╔══

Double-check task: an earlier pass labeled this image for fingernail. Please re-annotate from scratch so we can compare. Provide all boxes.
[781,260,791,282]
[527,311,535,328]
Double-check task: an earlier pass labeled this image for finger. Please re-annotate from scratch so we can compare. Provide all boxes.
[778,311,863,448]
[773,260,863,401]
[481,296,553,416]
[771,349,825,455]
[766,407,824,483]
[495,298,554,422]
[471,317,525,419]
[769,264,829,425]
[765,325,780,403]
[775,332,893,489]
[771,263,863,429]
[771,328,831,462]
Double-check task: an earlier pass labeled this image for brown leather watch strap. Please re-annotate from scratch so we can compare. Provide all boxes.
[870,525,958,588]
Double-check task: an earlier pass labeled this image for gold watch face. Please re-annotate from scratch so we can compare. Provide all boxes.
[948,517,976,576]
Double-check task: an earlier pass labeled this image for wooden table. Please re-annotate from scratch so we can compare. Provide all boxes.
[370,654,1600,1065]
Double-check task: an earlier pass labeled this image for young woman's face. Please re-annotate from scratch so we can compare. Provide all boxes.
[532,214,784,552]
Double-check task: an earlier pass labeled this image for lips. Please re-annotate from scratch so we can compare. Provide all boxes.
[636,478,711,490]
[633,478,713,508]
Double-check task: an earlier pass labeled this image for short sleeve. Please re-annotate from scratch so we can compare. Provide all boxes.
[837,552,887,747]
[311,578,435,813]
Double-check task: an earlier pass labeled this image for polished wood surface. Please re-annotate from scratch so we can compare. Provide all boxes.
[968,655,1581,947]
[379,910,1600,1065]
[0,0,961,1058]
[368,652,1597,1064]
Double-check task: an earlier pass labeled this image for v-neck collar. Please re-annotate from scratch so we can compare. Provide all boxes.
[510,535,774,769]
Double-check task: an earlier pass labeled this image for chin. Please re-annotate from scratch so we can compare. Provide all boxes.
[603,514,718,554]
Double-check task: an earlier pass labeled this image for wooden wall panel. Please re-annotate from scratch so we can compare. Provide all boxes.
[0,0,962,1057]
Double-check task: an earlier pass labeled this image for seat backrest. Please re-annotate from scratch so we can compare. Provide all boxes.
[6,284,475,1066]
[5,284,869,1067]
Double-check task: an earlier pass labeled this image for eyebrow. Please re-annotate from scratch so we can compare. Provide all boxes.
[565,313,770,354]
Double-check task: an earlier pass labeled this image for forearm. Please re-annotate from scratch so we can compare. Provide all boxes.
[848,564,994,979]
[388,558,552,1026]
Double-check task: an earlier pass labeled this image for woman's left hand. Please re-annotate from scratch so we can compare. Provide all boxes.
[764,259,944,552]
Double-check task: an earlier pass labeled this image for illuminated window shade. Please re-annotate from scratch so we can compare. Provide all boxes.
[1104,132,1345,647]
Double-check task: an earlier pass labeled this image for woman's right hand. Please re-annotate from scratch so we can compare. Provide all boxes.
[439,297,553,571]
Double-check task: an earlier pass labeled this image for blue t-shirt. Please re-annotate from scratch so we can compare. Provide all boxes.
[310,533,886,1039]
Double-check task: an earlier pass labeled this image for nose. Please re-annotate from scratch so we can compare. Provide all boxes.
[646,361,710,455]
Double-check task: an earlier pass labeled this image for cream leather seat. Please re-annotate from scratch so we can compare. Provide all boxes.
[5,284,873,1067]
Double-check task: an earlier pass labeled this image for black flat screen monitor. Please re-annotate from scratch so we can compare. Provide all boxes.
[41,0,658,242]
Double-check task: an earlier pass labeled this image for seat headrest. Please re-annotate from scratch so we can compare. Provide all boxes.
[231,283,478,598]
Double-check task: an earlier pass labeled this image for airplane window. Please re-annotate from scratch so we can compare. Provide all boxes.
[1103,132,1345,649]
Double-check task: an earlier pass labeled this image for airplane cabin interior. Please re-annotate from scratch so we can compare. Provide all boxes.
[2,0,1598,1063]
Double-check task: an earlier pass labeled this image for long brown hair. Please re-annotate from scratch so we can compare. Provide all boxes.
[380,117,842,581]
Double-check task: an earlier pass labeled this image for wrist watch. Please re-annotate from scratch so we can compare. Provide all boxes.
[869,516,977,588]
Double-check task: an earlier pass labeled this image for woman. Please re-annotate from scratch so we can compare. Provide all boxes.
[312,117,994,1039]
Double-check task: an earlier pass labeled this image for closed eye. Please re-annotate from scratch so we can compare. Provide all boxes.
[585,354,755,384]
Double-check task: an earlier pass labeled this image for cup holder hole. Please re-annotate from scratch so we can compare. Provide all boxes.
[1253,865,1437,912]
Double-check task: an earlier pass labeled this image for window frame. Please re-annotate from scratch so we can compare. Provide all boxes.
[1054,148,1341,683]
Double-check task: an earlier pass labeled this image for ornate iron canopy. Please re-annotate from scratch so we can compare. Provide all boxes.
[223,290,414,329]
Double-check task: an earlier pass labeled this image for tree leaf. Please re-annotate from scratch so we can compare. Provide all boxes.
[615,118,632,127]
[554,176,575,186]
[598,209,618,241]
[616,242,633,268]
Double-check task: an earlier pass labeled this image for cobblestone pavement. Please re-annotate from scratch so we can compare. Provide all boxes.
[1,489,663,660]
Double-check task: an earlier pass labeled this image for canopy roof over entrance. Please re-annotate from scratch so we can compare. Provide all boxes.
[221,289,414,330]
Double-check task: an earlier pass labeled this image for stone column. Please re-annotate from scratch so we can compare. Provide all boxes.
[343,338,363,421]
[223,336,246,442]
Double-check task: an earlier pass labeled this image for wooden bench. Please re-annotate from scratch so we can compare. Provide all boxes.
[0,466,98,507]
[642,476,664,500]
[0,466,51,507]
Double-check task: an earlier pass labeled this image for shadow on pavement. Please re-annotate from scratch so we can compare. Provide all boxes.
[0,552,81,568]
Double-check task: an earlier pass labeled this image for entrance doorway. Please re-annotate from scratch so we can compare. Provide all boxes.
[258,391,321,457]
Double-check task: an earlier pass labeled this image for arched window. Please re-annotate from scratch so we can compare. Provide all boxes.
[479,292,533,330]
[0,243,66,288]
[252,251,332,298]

╚══

● **PROBLEM DESCRIPTION**:
Your answer must be the full listing above, printed exactly as it stands.

● **RESPONSE AREA**:
Double-check task: an earlier pass labeled this image for fingernail. Please re-annotate from scratch so we can compare. Provide all boxes.
[781,260,791,282]
[527,311,535,328]
Double-check task: an earlier pass labeled this image for finger. Please re-annotate from scratch so we can compare. Provide all boxes.
[778,311,863,448]
[773,260,863,401]
[481,296,553,416]
[771,349,825,455]
[766,407,824,483]
[495,298,554,422]
[471,317,525,419]
[769,264,829,425]
[765,325,780,403]
[775,332,893,489]
[771,263,863,429]
[771,328,831,462]
Double-check task: an earlier pass labeled this image for brown leather watch strap. Please re-annotate from scratch so we can compare. Provide all boxes.
[870,525,958,588]
Double-check task: an earlier pass labeled this image for gold watch face. Please re-annotate from scratch so we can compare. Provide all boxes.
[948,517,976,576]
Double-check task: an earlier pass labeled this image for wooden table. Please re-annotate from scratch so we can compare. Provide all boxes.
[370,654,1600,1065]
Double-check task: an earlier pass labeled this image for young woman's face. Please re-annotate from scratch so we can compare. Provide all boxes.
[532,214,784,552]
Double-check task: an earlier pass labeled this image for lips. Please re-annotate from scratch so we can compare. Provide all boxes.
[636,478,711,490]
[633,478,713,508]
Double-check task: an earlier pass labeled this image for short sleeve. Please re-annotate from scratch so we can compare. Provide all boxes.
[837,552,887,747]
[311,578,435,813]
Double-check task: an earlier pass labeled this image for polished wood surface. Please re-annotate from scratch so we can compare. Provide all boxes.
[968,655,1581,947]
[379,910,1600,1065]
[0,0,961,1058]
[368,652,1597,1064]
Double-check task: an earlier pass labeled this image for v-neck collar. Please re-annotate from scratch so we can compare. Provide all boxes.
[510,535,774,769]
Double-check task: an earlier pass labeled this image for chin. Please re-annotate from scratch so we can compare. Provide all boxes.
[603,514,718,554]
Double-check task: an earlier pass labeled this image for wooden wall panel. Please re-annotate from scratch so we can compare. Provide all boxes.
[0,0,962,1057]
Double-check task: an earlier pass labeled this image for seat backrest. Please re-annotate from scratch so we can compare. Provide all boxes.
[6,284,475,1066]
[5,284,869,1067]
Double-check task: an earlier pass labeled this image for eyebrow. Please re-annotate from scratch so we can compare. Provide all boxes.
[565,313,770,354]
Double-check task: an earlier pass labeled this image for forearm. Please re-annotate from scratch so we can compare. Provide all boxes.
[848,564,994,979]
[388,558,552,1026]
Double-check task: an earlier pass labeled this image for woman's left hand. Please re-annotate from scratch so we can compare. Provide all boxes.
[764,259,944,552]
Double-check task: an earlier pass labeled this image for illuminated window shade. Please re-annotate from scratch so we can compare. Provide all boxes.
[1104,132,1345,647]
Double-check task: an earlier pass labeled this image for woman's right hand. Please re-annotate from scratch so we can compare. Provide all boxes.
[439,297,553,571]
Double-check task: an earlier pass labeled this image for blue t-shirt. Please re-annotate from scratch so we can compare. Provide all boxes.
[310,533,886,1039]
Double-check task: an earlier pass labeled this image for nose. Please re-annotate from scratch so we can compare. Provide all boxes.
[646,361,710,455]
Double-check task: an earlier pass labeled this image for cream leather seat. Please re-annotate from scratch so we can compare. Provide all boxes.
[5,284,873,1067]
Double-check task: an earlier pass labeled this image for black flat screen monitor. Please re-annotate from scratch so we can compare. Provide all boxes.
[41,0,658,242]
Double-check task: an earlier pass labeled this image for seat headrest. Please re-annotate from scratch so we can compare. Provide all boxes.
[231,283,478,598]
Double-check task: an earlier pass labeled this image for airplane window. Please re-annotate from scratch so we can compare. Provide all boxes.
[1103,132,1345,649]
Double-check task: an earlier pass labeled this image for airplane cabin interior. Please re-annotate from scratch so we can compare. Provide all boxes.
[2,0,1598,1063]
Double-check task: an earlier pass labeled this image for long brown hair. Please re-annotate from scratch so we can compare. Provide all boxes.
[380,117,842,581]
Double-check task: an earlier pass labeled this image for wrist watch. Please re-annotate from scratch so we can compare. Provide all boxes.
[869,516,977,588]
Double-check task: an earlier pass labeled this image for woman. Please re-annotate from scratch so we can compare. Provide all boxes.
[312,117,994,1039]
Double-check task: an earlier pass labeled this image for closed eye. Please re-annotate from scratch so we can compare. Provide all boxes.
[585,354,755,384]
Double-check task: an earlier pass labeled this image for cup holder hole. Please re-annotate from scratch so we can compare. Provide all boxes.
[1253,865,1437,912]
Double-check task: an earlier pass labeled this image for window frame. Please re-annotate from scratch so we can compare. Provide all boxes.
[1054,148,1341,683]
Double-check task: an earlier pass labeled this image for ornate iron canopy. Please re-annotate from scratch so we can compare. Provide all boxes.
[223,290,414,329]
Double-check task: an earlier pass labeled this image for tree leaf. Please re-annotate from scratch so we can compare. Provide all boxes.
[615,118,632,127]
[554,176,575,186]
[598,209,618,241]
[616,242,633,268]
Double-check task: an earlier pass labeled this image for cobblestone pavement. Please re-annotate from scratch so we can compare. Provide all boxes.
[1,489,663,660]
Double-check task: an earlier pass labeled this image for canopy roof over entrance. Please re-annotate from scratch so we can compare. Provide all boxes.
[221,289,414,330]
Double-check task: an earlier pass labeled this image for stone column. Please re-annotate from scratch so we can compare. Provide all boxes.
[343,338,363,421]
[223,336,246,442]
Double-check task: an earlier pass labeled this image for wooden bench. Please re-annotate from scratch so we can compare. Provide all boxes.
[0,466,98,507]
[642,476,664,500]
[0,466,51,507]
Double-check task: an earlier pass labeled this image for shadow on pavement. Please re-annotate from scratch so we can compare. Provide all boxes.
[0,552,81,568]
Double-check task: an earlier pass labeled this image for entrance doorway. Please re-annotate from scratch so we can compare. Provide all boxes.
[258,391,321,457]
Double-check task: an earlier pass labeled this image for arched window. Please re-annotate from scratch so we can compare. Provide all boxes.
[479,292,533,330]
[0,243,66,288]
[252,251,332,298]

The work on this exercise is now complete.